Repeat, exactly and in full, the lines of the listing below, but without any pictures.

====== TASK MATERIAL ======

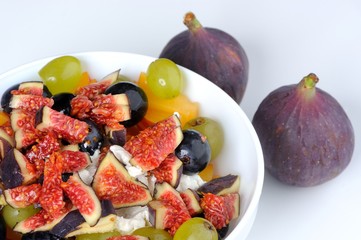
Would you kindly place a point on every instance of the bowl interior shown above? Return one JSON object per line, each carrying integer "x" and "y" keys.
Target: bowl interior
{"x": 241, "y": 154}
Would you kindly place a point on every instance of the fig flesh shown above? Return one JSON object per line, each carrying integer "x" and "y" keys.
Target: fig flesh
{"x": 212, "y": 53}
{"x": 306, "y": 136}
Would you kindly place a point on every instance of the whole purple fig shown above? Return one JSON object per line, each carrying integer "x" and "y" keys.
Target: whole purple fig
{"x": 306, "y": 136}
{"x": 212, "y": 53}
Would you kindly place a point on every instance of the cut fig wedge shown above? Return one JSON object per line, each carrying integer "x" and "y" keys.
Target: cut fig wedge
{"x": 23, "y": 196}
{"x": 6, "y": 143}
{"x": 83, "y": 198}
{"x": 112, "y": 181}
{"x": 106, "y": 223}
{"x": 222, "y": 185}
{"x": 167, "y": 211}
{"x": 169, "y": 170}
{"x": 220, "y": 210}
{"x": 16, "y": 170}
{"x": 152, "y": 145}
{"x": 41, "y": 221}
{"x": 69, "y": 129}
{"x": 191, "y": 199}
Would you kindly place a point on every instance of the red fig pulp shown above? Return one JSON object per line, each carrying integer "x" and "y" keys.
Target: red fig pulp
{"x": 306, "y": 136}
{"x": 212, "y": 53}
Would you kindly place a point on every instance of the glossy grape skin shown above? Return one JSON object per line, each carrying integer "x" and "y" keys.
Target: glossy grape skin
{"x": 153, "y": 233}
{"x": 212, "y": 130}
{"x": 62, "y": 102}
{"x": 97, "y": 236}
{"x": 195, "y": 229}
{"x": 138, "y": 100}
{"x": 164, "y": 78}
{"x": 194, "y": 151}
{"x": 61, "y": 74}
{"x": 14, "y": 215}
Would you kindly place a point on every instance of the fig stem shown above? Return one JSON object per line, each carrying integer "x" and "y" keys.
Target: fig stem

======

TASK RESPONSE:
Would you kindly place a point on every instance of the bowl interior shown above? Return one JSON object per line, each carrying integer "x" and "y" keys.
Target: bowl interior
{"x": 241, "y": 154}
Would you kindly place a point on every instance of the fig flesh shown above? Return one JSON object per line, each carrying integer "x" and "y" keys.
Target: fig flesh
{"x": 212, "y": 53}
{"x": 306, "y": 136}
Would you kindly place a point on every instance of the whole purple fig shown above? Return one JSON object per line, each carrying integer "x" and "y" keys.
Target: whole purple fig
{"x": 306, "y": 136}
{"x": 212, "y": 53}
Would you kindly place a point on every instance of the cut fig wedge shown above? Return one JSON object per line, each carrying integer "x" and "y" keys.
Target: cut fig wedge
{"x": 23, "y": 196}
{"x": 6, "y": 143}
{"x": 83, "y": 198}
{"x": 112, "y": 181}
{"x": 106, "y": 223}
{"x": 222, "y": 185}
{"x": 167, "y": 211}
{"x": 169, "y": 170}
{"x": 220, "y": 210}
{"x": 16, "y": 170}
{"x": 152, "y": 145}
{"x": 41, "y": 221}
{"x": 69, "y": 129}
{"x": 191, "y": 199}
Would you kindly place a point on every instance of the red fig pulp shown above? Return one JSON object per line, each carrying integer "x" and "y" keys.
Target: red fig pulp
{"x": 306, "y": 136}
{"x": 212, "y": 53}
Would you kindly place a point on every instance of the glossy grape skin shown above? Return one JSON object per line, each carrying integer "x" and "y" keys.
Target: glossy grape skin
{"x": 153, "y": 233}
{"x": 212, "y": 130}
{"x": 62, "y": 102}
{"x": 97, "y": 236}
{"x": 195, "y": 229}
{"x": 138, "y": 100}
{"x": 164, "y": 78}
{"x": 194, "y": 151}
{"x": 61, "y": 74}
{"x": 14, "y": 215}
Would you kindly place a point on every instance of the fig stem shown above? Return one JSON object per line, each carrying integer "x" and "y" keys.
Target: fig stem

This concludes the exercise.